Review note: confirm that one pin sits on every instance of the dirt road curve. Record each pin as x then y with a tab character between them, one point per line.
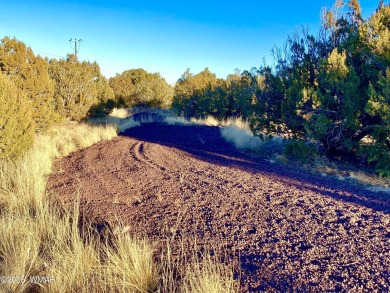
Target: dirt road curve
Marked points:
290	230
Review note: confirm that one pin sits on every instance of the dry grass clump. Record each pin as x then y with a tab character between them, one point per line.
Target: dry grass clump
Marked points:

++++++

Exercise
Could you render all the data above as a JSON list of strings, with each line as its own string and blank lines dropped? Leave the pictures out.

Solved problem
[
  "Review note: confirm that one pin sits on every instance of the dirt road curve. Record each pin as x then y with a tab character between them, one point per line.",
  "Target: dirt road curve",
  "Marked points:",
  "290\t230",
  "Review note: confirm that one pin sits on every instance of the dry grass clump. Record each pin as x then y with a tab character between them, one point per line.",
  "Target: dry grass clump",
  "Marked points:"
]